• **EXERCISE GOAL**: Rewrite the stretch of the Father's Day text from "It’s that time" through "our yard nicer.", putting "fudge" wherever "peanut brittle" appears.

• **EXCERPT PROVIDED**:

☆ ☆ ☆

It’s that time of year again - the greeting card aisles are filled with cards ranging from mallards flying over a picturesque lake to failed DIY attempts. Stores everywhere have eye catching displays in the entry, filled with manly colored gadgets that no one really needs, but we are tempted to buy anyways, because we’ve run out of ideas for Father’s Day.
My dad asks for socks and peanut brittle every year, and still manages to look genuinely pleased when he gets them...from all three of us. He also asks for a gift card to the local home improvement store, which he uses to buy tools and yard supplies, even though he already has more than any one person could ever use. When I think of my dad, I picture him outside in the yard, or tinkering in his shop, always finding ways to make our home better, our yard nicer.
It turns out I’m not the only one raised by an inspirational dad. We recently ran a contest asking Oregon gardeners to tell us about a gardener - any gardener in their lifetime - who has inspired them, and we were surprised and delighted by the amount of wonderful stories about dad’s and grandad’s that flooded in. These are stories that should be told and retold frequently and heard by many, that’s why in honor of Father’s day we decided to share a handful of them. These are life-affirming stories about passion and patience, precious lessons about the value of being mindful. Enjoy!

☆ ☆ ☆

• **DATA SHOWN**:
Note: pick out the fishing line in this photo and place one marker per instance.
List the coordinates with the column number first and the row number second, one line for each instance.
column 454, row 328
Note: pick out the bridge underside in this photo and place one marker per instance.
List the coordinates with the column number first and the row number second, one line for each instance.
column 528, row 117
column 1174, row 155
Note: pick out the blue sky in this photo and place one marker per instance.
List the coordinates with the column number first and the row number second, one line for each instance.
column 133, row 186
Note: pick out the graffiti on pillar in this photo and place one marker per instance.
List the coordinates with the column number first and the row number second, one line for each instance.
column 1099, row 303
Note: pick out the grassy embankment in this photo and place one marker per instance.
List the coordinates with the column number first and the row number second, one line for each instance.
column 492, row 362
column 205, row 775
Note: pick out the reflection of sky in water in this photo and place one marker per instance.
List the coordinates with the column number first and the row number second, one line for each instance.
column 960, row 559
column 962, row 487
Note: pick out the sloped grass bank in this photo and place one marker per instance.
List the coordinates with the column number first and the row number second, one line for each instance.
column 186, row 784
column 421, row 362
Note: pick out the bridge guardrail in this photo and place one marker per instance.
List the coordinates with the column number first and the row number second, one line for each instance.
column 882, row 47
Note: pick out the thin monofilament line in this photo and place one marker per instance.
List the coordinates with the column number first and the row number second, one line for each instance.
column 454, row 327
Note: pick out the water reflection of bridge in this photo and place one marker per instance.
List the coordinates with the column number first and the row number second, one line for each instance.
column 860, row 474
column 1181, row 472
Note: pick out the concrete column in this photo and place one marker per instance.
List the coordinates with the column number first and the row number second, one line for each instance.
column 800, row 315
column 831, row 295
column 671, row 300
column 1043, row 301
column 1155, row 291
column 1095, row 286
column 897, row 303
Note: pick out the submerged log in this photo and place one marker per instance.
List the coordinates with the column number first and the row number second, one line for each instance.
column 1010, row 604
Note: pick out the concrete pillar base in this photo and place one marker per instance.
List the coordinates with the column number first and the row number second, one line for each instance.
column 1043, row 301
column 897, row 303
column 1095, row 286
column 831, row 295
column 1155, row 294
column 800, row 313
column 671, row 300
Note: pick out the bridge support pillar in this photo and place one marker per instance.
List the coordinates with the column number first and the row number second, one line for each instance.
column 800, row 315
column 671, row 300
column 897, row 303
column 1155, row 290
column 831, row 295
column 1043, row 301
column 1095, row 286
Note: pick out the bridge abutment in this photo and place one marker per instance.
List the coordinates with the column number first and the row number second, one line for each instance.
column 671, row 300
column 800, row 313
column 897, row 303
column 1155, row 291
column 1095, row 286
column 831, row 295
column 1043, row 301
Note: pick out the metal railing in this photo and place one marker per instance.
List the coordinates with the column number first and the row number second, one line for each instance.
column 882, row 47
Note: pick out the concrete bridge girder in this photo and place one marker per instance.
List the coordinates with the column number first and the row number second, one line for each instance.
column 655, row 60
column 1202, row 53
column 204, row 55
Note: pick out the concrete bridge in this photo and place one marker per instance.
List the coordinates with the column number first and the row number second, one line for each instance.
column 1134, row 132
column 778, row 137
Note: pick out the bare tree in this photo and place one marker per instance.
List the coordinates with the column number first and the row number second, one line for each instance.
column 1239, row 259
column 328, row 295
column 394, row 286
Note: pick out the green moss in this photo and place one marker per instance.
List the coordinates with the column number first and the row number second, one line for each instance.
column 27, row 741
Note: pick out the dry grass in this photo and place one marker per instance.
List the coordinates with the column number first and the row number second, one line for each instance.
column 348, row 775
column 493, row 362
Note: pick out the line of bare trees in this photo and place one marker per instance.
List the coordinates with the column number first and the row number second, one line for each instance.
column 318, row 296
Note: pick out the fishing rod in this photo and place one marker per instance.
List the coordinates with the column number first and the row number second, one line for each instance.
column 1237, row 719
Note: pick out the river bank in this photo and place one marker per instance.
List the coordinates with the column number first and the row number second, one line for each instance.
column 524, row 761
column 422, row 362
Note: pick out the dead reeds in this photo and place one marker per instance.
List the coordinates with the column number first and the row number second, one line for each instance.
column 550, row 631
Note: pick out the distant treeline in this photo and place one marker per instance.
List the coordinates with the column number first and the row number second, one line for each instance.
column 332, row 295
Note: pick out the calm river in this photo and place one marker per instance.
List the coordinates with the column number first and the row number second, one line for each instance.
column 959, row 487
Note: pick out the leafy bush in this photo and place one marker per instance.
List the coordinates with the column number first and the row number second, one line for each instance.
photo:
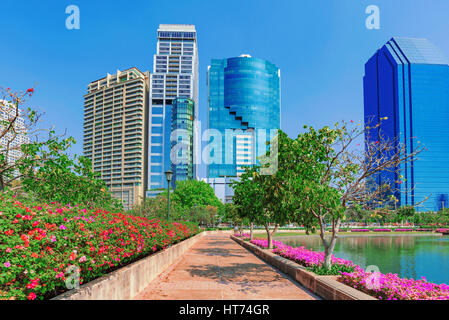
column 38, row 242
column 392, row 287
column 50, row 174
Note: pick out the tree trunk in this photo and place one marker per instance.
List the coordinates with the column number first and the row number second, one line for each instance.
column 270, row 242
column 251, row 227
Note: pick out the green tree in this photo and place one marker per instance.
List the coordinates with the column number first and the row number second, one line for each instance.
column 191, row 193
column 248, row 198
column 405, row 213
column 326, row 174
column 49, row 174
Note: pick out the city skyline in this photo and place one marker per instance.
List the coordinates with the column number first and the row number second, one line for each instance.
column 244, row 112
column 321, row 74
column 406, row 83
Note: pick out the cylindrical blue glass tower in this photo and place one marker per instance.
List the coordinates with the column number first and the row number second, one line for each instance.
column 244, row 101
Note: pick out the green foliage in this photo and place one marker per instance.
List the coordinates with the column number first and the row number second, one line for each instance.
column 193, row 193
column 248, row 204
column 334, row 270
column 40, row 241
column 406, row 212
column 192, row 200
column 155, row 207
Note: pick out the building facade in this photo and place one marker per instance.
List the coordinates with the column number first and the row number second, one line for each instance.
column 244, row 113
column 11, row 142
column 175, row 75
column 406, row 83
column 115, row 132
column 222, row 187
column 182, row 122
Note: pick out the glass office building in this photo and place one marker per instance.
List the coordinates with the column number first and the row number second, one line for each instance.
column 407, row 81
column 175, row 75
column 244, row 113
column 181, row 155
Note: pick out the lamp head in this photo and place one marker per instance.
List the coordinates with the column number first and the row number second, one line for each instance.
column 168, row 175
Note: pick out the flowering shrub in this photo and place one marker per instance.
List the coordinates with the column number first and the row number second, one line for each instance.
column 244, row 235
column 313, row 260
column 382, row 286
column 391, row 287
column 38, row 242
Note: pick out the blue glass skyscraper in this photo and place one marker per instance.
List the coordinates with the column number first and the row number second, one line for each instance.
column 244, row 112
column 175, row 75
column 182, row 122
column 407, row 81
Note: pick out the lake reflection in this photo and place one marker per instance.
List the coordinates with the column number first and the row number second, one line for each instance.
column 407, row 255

☆ ☆ ☆

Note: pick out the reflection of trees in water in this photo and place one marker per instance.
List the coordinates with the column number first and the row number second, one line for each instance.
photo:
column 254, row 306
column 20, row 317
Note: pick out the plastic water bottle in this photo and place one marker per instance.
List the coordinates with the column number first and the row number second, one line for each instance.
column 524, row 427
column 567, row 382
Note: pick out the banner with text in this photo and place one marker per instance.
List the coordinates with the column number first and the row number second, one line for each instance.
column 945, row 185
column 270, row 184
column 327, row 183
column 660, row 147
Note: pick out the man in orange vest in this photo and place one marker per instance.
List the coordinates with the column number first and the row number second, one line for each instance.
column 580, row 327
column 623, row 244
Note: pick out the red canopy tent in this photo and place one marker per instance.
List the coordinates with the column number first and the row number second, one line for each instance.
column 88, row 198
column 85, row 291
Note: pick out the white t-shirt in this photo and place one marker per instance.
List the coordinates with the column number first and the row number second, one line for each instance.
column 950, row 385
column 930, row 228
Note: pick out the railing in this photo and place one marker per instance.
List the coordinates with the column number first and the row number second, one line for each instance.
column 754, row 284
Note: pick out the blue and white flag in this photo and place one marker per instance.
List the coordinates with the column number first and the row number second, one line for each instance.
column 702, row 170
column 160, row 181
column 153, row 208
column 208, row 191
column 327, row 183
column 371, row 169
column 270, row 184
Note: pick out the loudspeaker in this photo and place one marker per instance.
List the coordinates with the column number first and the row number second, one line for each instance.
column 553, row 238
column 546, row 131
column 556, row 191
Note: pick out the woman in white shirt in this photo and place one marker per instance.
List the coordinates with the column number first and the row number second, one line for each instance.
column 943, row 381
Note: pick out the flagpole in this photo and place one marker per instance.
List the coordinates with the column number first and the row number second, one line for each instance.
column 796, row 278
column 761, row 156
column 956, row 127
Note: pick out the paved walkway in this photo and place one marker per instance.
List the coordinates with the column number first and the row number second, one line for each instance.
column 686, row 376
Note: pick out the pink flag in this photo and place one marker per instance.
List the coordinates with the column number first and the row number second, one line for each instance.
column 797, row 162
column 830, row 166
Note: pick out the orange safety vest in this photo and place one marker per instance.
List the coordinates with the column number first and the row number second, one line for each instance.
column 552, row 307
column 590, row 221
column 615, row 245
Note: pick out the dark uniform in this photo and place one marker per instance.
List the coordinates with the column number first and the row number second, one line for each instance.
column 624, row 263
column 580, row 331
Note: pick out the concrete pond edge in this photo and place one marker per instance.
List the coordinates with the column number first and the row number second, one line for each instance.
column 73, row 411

☆ ☆ ☆

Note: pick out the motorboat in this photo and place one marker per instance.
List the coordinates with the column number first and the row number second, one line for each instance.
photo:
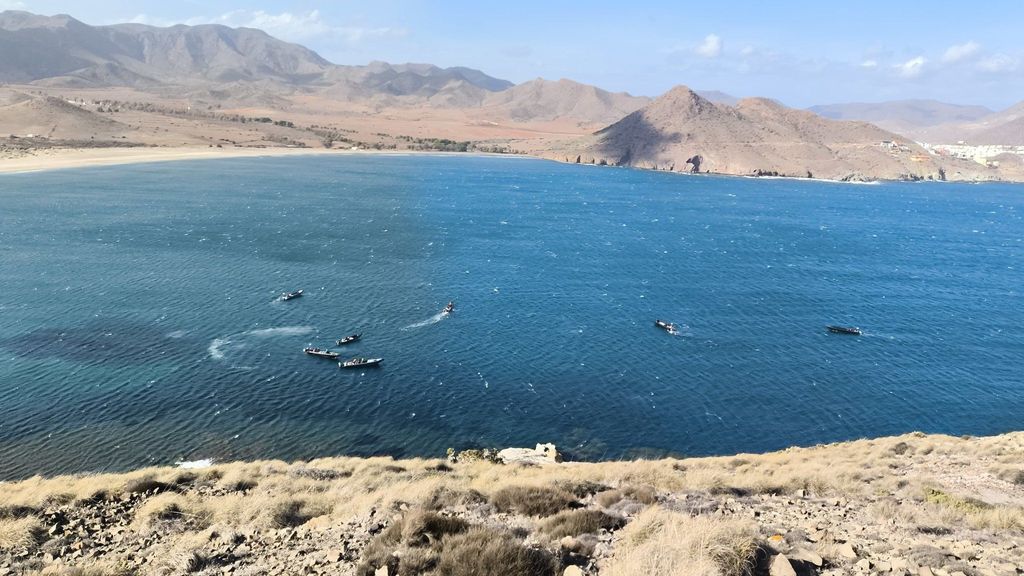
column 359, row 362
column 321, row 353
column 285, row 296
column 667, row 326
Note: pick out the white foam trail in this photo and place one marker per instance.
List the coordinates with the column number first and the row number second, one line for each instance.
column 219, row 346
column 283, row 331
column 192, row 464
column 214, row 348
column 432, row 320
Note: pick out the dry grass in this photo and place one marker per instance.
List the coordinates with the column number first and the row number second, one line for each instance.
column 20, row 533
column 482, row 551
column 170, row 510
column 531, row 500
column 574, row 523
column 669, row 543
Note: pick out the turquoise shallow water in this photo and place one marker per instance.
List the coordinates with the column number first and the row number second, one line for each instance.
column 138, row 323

☆ ☆ ☆

• **OUTPUT FOR THIS EXERCISE**:
It’s that time of year again - the greeting card aisles are filled with cards ranging from mallards flying over a picturesque lake to failed DIY attempts. Stores everywhere have eye catching displays in the entry, filled with manly colored gadgets that no one really needs, but we are tempted to buy anyways, because we’ve run out of ideas for Father’s Day.
My dad asks for socks and fudge every year, and still manages to look genuinely pleased when he gets them...from all three of us. He also asks for a gift card to the local home improvement store, which he uses to buy tools and yard supplies, even though he already has more than any one person could ever use. When I think of my dad, I picture him outside in the yard, or tinkering in his shop, always finding ways to make our home better, our yard nicer.